## Exercise instructions
Rewrite the entries below, replacing "thickest part" with "widest part" everywhere it occurs and keeping all other text unchanged. Leave the pictures out of your answer.
## Start Given records
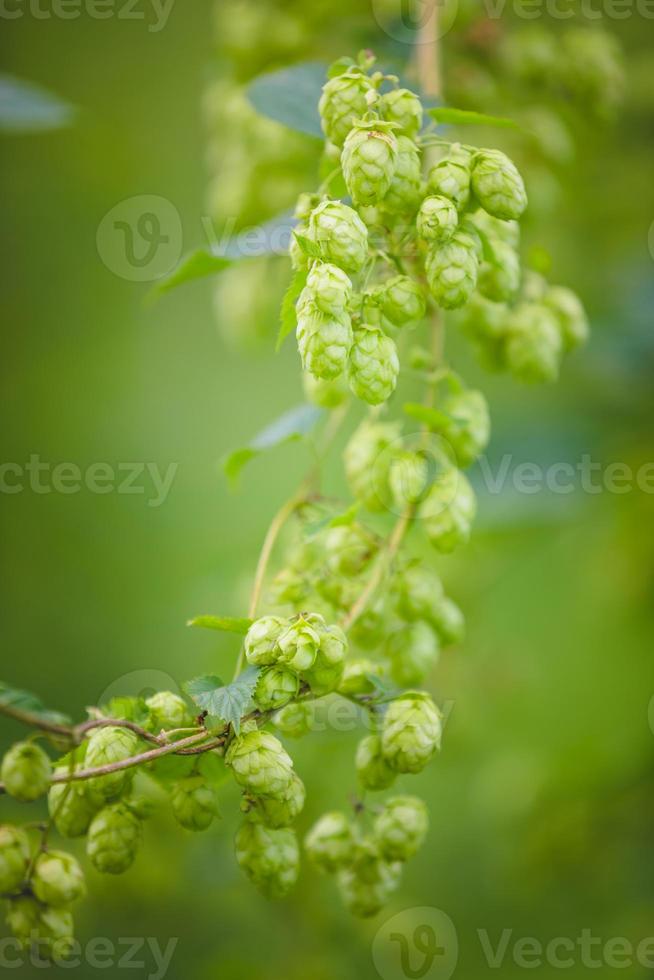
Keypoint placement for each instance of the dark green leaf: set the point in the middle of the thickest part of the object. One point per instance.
(287, 318)
(226, 624)
(28, 108)
(292, 425)
(290, 96)
(12, 697)
(464, 117)
(228, 702)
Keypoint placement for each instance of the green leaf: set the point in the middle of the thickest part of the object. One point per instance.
(196, 265)
(290, 96)
(13, 697)
(28, 108)
(226, 624)
(292, 425)
(228, 702)
(287, 317)
(464, 117)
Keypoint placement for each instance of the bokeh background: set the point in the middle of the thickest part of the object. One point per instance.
(542, 800)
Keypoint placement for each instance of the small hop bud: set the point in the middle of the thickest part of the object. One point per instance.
(33, 923)
(26, 771)
(401, 827)
(294, 720)
(413, 652)
(369, 161)
(404, 108)
(69, 806)
(374, 365)
(261, 640)
(340, 234)
(534, 346)
(168, 711)
(330, 842)
(114, 838)
(343, 100)
(403, 301)
(270, 858)
(14, 858)
(57, 879)
(406, 189)
(278, 813)
(260, 764)
(450, 178)
(497, 185)
(452, 270)
(449, 510)
(570, 314)
(105, 747)
(194, 803)
(276, 686)
(411, 732)
(372, 768)
(330, 288)
(437, 219)
(324, 341)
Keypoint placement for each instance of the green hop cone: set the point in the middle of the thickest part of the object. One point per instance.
(570, 314)
(367, 459)
(325, 394)
(114, 838)
(330, 288)
(437, 219)
(69, 806)
(276, 686)
(107, 746)
(413, 652)
(33, 924)
(449, 622)
(294, 720)
(403, 301)
(374, 365)
(168, 711)
(449, 511)
(260, 764)
(58, 879)
(499, 279)
(450, 178)
(452, 270)
(497, 185)
(330, 842)
(262, 638)
(340, 234)
(369, 161)
(401, 827)
(372, 768)
(324, 341)
(269, 857)
(406, 190)
(411, 732)
(343, 100)
(278, 813)
(403, 108)
(534, 345)
(194, 803)
(14, 858)
(466, 426)
(26, 771)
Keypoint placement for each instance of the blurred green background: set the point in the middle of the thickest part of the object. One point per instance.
(542, 801)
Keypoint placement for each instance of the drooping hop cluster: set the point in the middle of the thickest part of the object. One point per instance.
(367, 863)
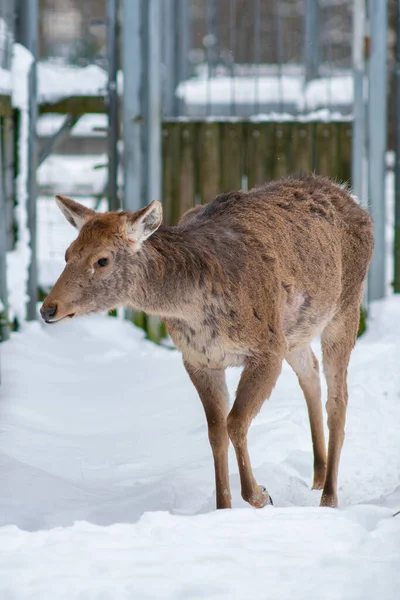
## End Given records
## Answer to this exercise
Keypoint placement for each instance of the dark green leaf: set the point in the middle of the widest part of the object. One point per instance.
(287, 318)
(226, 624)
(28, 108)
(292, 425)
(290, 96)
(12, 697)
(464, 117)
(228, 702)
Keypoint placement for each instance of the green leaf: set the point in the middle of the widest part of the object. One point per instance.
(196, 265)
(290, 96)
(13, 697)
(28, 108)
(226, 624)
(292, 425)
(228, 702)
(287, 317)
(464, 117)
Keypoint placement for each instance of the bokeh background: set the point in the middle of the widest part of the object. One point per instance.
(542, 800)
Keypoint placement for each instance of the small hop bud: set the point in the middle of the widest part of the object. One point per instance.
(33, 923)
(26, 771)
(401, 827)
(294, 720)
(413, 652)
(369, 161)
(404, 108)
(69, 806)
(374, 365)
(261, 640)
(340, 234)
(534, 346)
(168, 711)
(330, 842)
(114, 838)
(343, 100)
(403, 301)
(270, 858)
(14, 858)
(57, 879)
(406, 189)
(278, 813)
(260, 764)
(450, 178)
(497, 185)
(452, 270)
(449, 510)
(570, 314)
(105, 747)
(194, 803)
(276, 686)
(411, 732)
(372, 768)
(330, 288)
(437, 219)
(324, 341)
Keypoint placement for each instance of the green hop cone: set the point in the middle of the widest part of the object. One point per instance.
(570, 314)
(367, 459)
(325, 394)
(114, 838)
(330, 288)
(437, 219)
(69, 806)
(276, 686)
(107, 746)
(413, 652)
(33, 924)
(449, 622)
(294, 720)
(403, 301)
(374, 365)
(168, 711)
(449, 511)
(260, 764)
(58, 879)
(499, 279)
(450, 178)
(452, 270)
(497, 185)
(330, 842)
(262, 638)
(340, 234)
(369, 161)
(401, 827)
(372, 768)
(324, 341)
(269, 857)
(406, 190)
(411, 732)
(343, 100)
(278, 813)
(403, 108)
(534, 345)
(194, 803)
(14, 858)
(466, 426)
(26, 771)
Keypoint placement for each instance of the blurred green background: set the point in the middle of the widest part of the object. One point per instance.
(542, 801)
Keypoint placement for each instance of the drooping hop cluster: set the point in the middle of the widest part of the object. One point per instance.
(367, 863)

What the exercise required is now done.